-- Data for the task start --

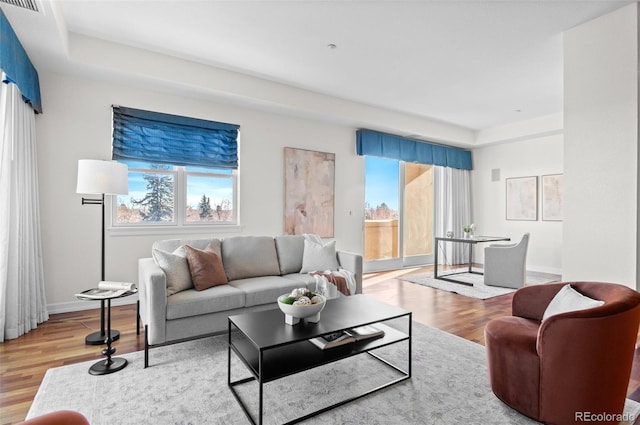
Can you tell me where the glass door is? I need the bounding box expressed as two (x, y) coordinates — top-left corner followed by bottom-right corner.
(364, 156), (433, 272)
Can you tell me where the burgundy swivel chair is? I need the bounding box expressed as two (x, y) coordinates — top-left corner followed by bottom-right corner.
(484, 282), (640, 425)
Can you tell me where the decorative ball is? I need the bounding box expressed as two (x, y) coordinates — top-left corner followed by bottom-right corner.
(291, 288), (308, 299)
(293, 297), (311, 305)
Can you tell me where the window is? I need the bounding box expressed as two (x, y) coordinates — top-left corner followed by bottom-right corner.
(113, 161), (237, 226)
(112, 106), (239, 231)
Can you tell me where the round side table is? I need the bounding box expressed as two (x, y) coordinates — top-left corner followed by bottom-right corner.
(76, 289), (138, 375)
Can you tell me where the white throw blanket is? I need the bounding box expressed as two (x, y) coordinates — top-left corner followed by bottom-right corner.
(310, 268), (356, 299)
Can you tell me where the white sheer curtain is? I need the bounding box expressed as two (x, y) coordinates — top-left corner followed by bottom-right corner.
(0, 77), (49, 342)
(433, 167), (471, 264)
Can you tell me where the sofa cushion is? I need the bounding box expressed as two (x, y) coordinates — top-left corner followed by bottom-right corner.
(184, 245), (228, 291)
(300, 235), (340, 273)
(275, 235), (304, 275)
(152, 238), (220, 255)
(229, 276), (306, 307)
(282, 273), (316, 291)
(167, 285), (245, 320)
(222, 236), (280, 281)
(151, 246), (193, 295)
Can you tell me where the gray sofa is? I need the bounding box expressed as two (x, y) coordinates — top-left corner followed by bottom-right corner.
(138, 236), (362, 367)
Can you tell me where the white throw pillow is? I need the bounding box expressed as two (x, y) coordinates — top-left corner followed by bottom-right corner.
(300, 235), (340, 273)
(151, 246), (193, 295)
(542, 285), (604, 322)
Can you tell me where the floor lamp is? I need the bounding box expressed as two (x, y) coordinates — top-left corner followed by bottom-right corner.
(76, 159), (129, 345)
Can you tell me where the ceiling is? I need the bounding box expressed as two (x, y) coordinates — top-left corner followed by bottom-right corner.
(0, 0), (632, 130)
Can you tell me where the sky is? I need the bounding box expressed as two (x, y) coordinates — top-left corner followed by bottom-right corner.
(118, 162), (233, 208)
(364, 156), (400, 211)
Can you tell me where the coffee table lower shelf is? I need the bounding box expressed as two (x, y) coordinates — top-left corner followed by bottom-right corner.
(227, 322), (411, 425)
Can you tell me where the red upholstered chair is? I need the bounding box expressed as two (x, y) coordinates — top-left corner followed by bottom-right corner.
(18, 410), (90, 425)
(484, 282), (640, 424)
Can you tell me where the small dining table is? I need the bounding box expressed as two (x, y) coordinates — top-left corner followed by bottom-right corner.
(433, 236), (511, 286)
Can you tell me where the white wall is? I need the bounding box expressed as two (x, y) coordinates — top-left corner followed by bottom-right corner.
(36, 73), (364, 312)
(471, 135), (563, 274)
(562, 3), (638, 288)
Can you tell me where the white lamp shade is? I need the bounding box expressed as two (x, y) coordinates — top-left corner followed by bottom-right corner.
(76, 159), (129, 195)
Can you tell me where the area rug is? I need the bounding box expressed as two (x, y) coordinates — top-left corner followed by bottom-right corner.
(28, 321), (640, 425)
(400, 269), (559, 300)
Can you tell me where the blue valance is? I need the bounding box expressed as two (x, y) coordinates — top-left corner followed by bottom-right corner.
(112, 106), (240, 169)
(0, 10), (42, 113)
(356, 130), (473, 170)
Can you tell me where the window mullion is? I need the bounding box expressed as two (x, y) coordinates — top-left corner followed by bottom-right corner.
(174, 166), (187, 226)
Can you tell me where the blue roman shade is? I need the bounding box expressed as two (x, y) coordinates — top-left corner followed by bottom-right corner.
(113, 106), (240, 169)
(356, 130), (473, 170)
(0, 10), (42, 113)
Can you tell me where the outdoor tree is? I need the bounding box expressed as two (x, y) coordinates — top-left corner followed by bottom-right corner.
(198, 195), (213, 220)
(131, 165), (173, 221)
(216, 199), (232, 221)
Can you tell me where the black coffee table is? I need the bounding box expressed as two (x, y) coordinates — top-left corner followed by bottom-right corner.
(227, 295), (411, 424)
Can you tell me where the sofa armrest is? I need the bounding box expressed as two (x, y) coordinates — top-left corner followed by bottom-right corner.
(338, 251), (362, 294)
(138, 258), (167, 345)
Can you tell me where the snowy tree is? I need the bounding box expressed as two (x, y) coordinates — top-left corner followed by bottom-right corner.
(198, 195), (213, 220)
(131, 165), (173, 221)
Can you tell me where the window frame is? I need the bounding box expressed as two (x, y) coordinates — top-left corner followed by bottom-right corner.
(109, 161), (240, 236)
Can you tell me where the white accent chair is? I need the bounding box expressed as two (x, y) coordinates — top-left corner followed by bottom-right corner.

-- Data for the task end --

Stated goal: Render all of the data above as a JSON array of strings, one string per line, skipping blank lines. Leave the pictures out.

Response below:
[
  "Can you tell me where the glass door is? I need the bounding box expressed as two (x, y) coordinates — top-left corner followed by bottom-right corner.",
  "(364, 156), (433, 272)",
  "Can you tell me where the burgundy swivel chair is? I need the bounding box expressed as two (x, y) coordinates — top-left corner followed by bottom-right corner.",
  "(484, 282), (640, 425)",
  "Can you tell me where the decorative ball is? I need the bounding box expressed as two (x, y) coordinates — top-left corner followed by bottom-right corner.",
  "(291, 288), (308, 299)",
  "(293, 297), (311, 305)",
  "Can you tell me where the window is? I need the bounding box expressed as two (x, y) coordinates — top-left corner followed by bottom-right corner.",
  "(113, 161), (237, 226)",
  "(112, 106), (239, 231)",
  "Can you tell me where the round side table is? I need the bounding box expressed as two (x, y) coordinates — top-left corner followed by bottom-right corner.",
  "(76, 289), (138, 375)",
  "Can you tell me where the white throw blanket is? I need the bounding box expressed as two (x, y) coordinates — top-left corner followed by bottom-right corner.",
  "(310, 268), (356, 299)",
  "Can you tell me where the white sheer curtain is? I need the bounding box expressed as two (x, y) coordinates — top-left corner followed by bottom-right corner.",
  "(0, 77), (49, 342)",
  "(433, 167), (471, 264)",
  "Can you tell me where the sofa cushion is? I need the bounding box expressed as two (x, y) coordinates — top-left corner followed by bottom-right corner.",
  "(184, 245), (228, 291)",
  "(300, 235), (340, 273)",
  "(275, 235), (304, 275)",
  "(152, 238), (220, 255)",
  "(229, 276), (306, 307)",
  "(282, 273), (316, 291)",
  "(167, 285), (245, 320)",
  "(222, 236), (280, 281)",
  "(151, 246), (193, 295)",
  "Can you tell me where the gray sofa is? I need the bounding box expressed as two (x, y) coordinates — top-left corner followed by bottom-right corner.",
  "(138, 236), (362, 367)",
  "Can you tell me where the white throw pillow is? I need the bounding box expressed as two (x, y) coordinates — top-left corner followed by bottom-right corner.",
  "(300, 235), (340, 273)",
  "(151, 246), (193, 295)",
  "(542, 285), (604, 322)",
  "Can you tell me where the floor lamp is? I need the bounding box expressed as two (x, y) coordinates — top-left corner followed by bottom-right corner.",
  "(76, 159), (129, 345)",
  "Can you tell me where the ceiling is? I need the bounding box expressed as two (x, y) coordinates — top-left corner followed by bottom-right corner.",
  "(0, 0), (632, 130)",
  "Can you tell me where the sky is? I need the bounding box expressed as two (x, y) coordinates — top-left corner followed by bottom-right corner.",
  "(118, 162), (233, 208)",
  "(364, 156), (400, 211)",
  "Can you tell me where the coffee table lower shelf is? I need the bounding box expressed as two (x, y) coordinates — top-left corner followed by bottom-right corner.",
  "(227, 322), (411, 425)",
  "Can you tell me where the red upholstered chair is? I need the bounding box expressed as two (x, y) coordinates — top-left corner followed by bottom-right corner.",
  "(18, 410), (90, 425)",
  "(484, 282), (640, 424)",
  "Can you tell me where the small dining table is? I need the bounding box expressed as two (x, y) coordinates — top-left corner followed by bottom-right corner.",
  "(433, 236), (511, 286)",
  "Can you tell me where the white wall is? I need the bounding box expressed as two (x, y) coordinates — top-left corner followed by bottom-right corner.",
  "(36, 73), (364, 312)",
  "(471, 135), (563, 274)",
  "(562, 3), (638, 288)",
  "Can you tell me where the white lamp shade is? I need the bounding box expressed as two (x, y) coordinates — top-left corner followed by bottom-right corner.",
  "(76, 159), (129, 195)",
  "Can you tell me where the area rug is? I need the bounding box expressed as two (x, y) coordinates — top-left corner followed by bottom-right corner.",
  "(28, 321), (640, 425)",
  "(400, 269), (559, 300)",
  "Can you tell me where the blue valance is? I need the bounding box expressed as two (x, y) coordinates — top-left corner followed by bottom-right corner.",
  "(112, 106), (240, 169)",
  "(0, 10), (42, 113)",
  "(356, 130), (473, 170)",
  "Can you tell me where the window mullion is? I need the bounding box expressed as two (x, y) coordinates — top-left corner followed by bottom-right corner.",
  "(174, 166), (187, 226)",
  "Can you tell me where the blue roman shade is? I need the bounding box expressed as two (x, y) coordinates — top-left corner followed by bottom-right corner.",
  "(113, 106), (240, 169)",
  "(356, 130), (473, 170)",
  "(0, 10), (42, 113)",
  "Can you tell me where the outdoor tree is? I need the bounding box expressed as two (x, y) coordinates — top-left corner followed by bottom-right corner.",
  "(198, 195), (213, 220)",
  "(131, 165), (173, 221)",
  "(216, 199), (232, 221)",
  "Can you tell me where the black coffee table is? I need the bounding box expressed as two (x, y) coordinates — top-left corner followed by bottom-right corner.",
  "(227, 295), (411, 424)",
  "Can you tell me where the sofa armrest is? I need the bounding box expressed as two (x, y) coordinates — top-left corner followed by bottom-right corner.",
  "(338, 251), (362, 294)",
  "(138, 258), (167, 345)",
  "Can you tell me where the snowy tree is? I need the bounding box expressed as two (x, y) coordinates — top-left corner followed by bottom-right corner.",
  "(198, 195), (213, 220)",
  "(131, 165), (173, 221)",
  "Can you tell me where the window frame is? I need the bounding box expressed as two (x, y) coordinates — top-left corner followed by bottom-right corner.",
  "(109, 161), (240, 236)",
  "Can you tell me where the white accent chair is? I need the bounding box expressed as two (x, y) coordinates — top-left corner followed by bottom-right corner."
]